Poesia contemporanea italiana; Antologie di poesia; Canone letterario; Generazioni letterarie; Storia della poesia; Sociologia della letteratura; Critica letteraria.

 

 Anfibio genere letterario, l’antologia oscilla naturalmente tra il museo e il manifesto
Edoardo Sanguineti, da Poesia italiana del Novecento, Einaudi, 1969, vol. I, introduzione

 

Raggiunto il nuovo millennio, la critica ha evidentemente sentito una certa “ansia da terraferma”, non riuscendo più a restare a galla nella fluidità delle poetiche dei precedenti tre decenni. La poesia è ora un mare magnum di poetiche diverse, con storie, tradizioni differenti, che in comune hanno solo (forse) la denominazione di “poesia”: non più il verso (già da anni scardinato anche il così detto verso libero), non più la forma scritta, non più la lettura ma anche la visione, la poesia-installazione (Giovannetti, 2017). Così, nel giro di pochissimi anni escono: L’opera comune (Ladolfi, Merlin, 1999), Akusma. Forme della poesia contemporanea (Mesa, 2000), I cercatori d’oro. Sei poeti scelti (Rondoni, 2000), Nuovissima poesia italiana (Cucchi, Riccardi, 2004), La poesia italiana oggi (Manacorda, 2004), Parola plurale (Alfano, Baldacci, Bello Minciacchi, Cortellessa, Manganelli, Scarpa, Zinelli, Zublena, 2005), Dopo la lirica. Poeti italiani 1960-2000 (Testa, 2005), La poesia italiana dal 1960 ad oggi (Piccini, 2005), Trent’anni di Novecento: libri italiani di poesia e dintorni (Bertoni, 2005), Poesia contemporanea dal 1980 ad oggi: storia linguistica italiana (Afribo, 2007), Prosa in Prosa (Bortolotti, Broggi, Giovenale, Inglese et al., Prosa in prosa, 2009), Poeti degli anni Zero (Ostuni, 2010), La generazione entrante: poeti nati negli anni ‘80 (Fantuzzi, 2011), Post ‘900, lirici e narrativi (Fantuzzi, Leardini, 2015), Sulla scia dei piovaschi - Poeti italiani tra due millenni (Tartaglia, Salvioni, 2015), Passione Poesia. Letture di poesia contemporanea (Aglieco, Cannillo, Iacovella, 2016), Velocità della visione. Poeti dopo il Duemila (Corsi, Pellegatta, 2017); solo per citarne alcune, quelle più note, più criticate.

**Consegna 1**
Seleziona e ricopia ogni riga che contiene la stringa "stem".
Il brano e le righe non hanno alcun legame tra loro.

**Le righe**
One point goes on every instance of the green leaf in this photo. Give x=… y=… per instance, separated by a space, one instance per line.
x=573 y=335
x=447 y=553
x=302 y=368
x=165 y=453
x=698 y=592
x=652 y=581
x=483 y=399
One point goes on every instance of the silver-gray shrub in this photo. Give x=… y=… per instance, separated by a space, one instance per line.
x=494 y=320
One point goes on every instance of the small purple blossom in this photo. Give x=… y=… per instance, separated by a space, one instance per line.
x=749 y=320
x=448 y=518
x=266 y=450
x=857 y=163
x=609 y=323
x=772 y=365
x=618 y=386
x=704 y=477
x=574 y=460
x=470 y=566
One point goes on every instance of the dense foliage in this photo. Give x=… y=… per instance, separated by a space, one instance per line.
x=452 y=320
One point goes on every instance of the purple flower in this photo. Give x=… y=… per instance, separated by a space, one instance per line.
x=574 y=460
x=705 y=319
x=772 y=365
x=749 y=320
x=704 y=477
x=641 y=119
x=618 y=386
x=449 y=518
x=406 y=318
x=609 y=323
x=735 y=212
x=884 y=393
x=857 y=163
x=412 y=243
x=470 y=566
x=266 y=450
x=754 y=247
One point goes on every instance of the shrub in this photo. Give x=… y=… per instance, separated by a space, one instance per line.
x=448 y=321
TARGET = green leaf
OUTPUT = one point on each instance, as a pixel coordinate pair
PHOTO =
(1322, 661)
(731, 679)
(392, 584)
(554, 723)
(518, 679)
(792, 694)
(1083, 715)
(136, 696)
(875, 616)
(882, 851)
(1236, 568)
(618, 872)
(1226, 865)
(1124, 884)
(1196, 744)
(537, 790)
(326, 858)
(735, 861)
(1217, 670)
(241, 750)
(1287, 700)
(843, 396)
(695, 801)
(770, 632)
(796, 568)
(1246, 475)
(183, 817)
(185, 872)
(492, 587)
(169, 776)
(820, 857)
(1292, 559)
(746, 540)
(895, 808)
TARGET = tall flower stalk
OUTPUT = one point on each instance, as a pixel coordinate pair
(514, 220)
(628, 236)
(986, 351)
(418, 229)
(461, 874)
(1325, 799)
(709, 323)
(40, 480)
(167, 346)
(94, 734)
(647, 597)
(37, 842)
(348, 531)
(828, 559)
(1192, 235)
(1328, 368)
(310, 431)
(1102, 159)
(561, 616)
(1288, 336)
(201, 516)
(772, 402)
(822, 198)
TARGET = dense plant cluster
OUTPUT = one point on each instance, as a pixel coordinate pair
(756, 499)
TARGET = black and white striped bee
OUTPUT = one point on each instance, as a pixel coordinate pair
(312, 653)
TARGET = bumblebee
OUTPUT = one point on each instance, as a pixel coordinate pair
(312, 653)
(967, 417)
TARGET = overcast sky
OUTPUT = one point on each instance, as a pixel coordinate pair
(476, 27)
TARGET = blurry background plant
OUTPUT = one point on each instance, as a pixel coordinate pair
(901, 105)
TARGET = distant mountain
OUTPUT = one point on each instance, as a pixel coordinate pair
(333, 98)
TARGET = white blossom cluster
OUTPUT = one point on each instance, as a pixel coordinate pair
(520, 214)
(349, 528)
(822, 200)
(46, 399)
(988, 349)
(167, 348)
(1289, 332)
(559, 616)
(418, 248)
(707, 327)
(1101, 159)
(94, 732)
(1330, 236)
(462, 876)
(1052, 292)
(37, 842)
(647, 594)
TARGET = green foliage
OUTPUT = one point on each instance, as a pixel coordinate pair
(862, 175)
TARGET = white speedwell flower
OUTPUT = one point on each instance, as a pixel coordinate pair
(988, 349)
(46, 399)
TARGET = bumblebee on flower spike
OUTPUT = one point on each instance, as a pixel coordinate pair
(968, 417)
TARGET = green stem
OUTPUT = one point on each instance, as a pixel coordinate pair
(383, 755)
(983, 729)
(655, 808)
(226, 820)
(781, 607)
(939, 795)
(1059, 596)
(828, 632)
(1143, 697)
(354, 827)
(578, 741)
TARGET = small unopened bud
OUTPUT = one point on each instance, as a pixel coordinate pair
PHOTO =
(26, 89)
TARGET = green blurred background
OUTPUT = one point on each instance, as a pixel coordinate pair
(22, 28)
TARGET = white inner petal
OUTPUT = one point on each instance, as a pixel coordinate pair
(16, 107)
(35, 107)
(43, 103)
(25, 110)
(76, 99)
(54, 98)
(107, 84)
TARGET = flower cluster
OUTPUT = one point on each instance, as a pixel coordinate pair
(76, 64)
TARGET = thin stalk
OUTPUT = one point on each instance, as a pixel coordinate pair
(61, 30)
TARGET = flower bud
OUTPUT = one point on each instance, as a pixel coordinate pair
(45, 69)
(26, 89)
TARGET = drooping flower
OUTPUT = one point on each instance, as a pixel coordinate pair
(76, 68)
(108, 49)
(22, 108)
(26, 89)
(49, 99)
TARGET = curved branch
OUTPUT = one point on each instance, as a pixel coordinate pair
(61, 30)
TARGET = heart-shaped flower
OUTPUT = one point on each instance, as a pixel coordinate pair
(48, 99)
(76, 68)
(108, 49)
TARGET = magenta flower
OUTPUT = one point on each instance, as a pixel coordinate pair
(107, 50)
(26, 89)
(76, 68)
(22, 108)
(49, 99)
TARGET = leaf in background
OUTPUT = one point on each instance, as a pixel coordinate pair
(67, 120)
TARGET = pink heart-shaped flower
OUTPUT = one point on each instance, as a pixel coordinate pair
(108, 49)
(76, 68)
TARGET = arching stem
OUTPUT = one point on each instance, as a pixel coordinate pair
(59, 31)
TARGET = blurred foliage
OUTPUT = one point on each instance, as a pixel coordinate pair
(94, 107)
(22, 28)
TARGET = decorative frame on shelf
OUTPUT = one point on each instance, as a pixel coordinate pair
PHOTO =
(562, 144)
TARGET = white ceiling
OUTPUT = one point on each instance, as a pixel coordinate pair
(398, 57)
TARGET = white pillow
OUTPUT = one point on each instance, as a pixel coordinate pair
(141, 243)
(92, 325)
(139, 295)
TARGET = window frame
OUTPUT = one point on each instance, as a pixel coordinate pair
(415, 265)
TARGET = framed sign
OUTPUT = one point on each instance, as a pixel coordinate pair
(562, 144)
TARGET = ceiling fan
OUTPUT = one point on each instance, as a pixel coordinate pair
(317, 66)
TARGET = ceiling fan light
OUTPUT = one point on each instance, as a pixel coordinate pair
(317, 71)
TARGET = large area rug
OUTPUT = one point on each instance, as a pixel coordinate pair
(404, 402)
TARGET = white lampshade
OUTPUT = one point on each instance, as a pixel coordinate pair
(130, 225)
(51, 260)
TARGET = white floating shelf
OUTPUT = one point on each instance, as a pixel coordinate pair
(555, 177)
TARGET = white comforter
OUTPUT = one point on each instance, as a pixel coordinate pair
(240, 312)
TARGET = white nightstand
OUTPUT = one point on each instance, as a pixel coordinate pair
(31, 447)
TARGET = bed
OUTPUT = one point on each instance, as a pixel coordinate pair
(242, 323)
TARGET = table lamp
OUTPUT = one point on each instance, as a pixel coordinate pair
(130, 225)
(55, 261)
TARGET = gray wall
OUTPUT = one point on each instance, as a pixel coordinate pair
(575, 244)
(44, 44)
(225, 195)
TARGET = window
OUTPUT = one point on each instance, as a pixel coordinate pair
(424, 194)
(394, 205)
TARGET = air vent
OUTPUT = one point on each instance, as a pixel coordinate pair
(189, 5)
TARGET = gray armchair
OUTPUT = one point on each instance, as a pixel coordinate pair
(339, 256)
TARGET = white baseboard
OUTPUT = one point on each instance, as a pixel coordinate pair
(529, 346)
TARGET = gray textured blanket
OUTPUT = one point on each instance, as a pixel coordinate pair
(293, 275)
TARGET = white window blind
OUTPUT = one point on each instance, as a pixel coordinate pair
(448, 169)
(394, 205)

**Consegna 2**
Riscrivi tutto il passo del brano sulle antologie di poesia che va da "Poesia contemporanea italiana;" giù fino a "letteratura; Critica letteraria.", mettendo "Raccolte poetiche" al posto di "Antologie di poesia".

**Risposta finale 1**
TARGET = green stem
TARGET = arching stem

**Risposta finale 2**
Poesia contemporanea italiana; Raccolte poetiche; Canone letterario; Generazioni letterarie; Storia della poesia; Sociologia della letteratura; Critica letteraria.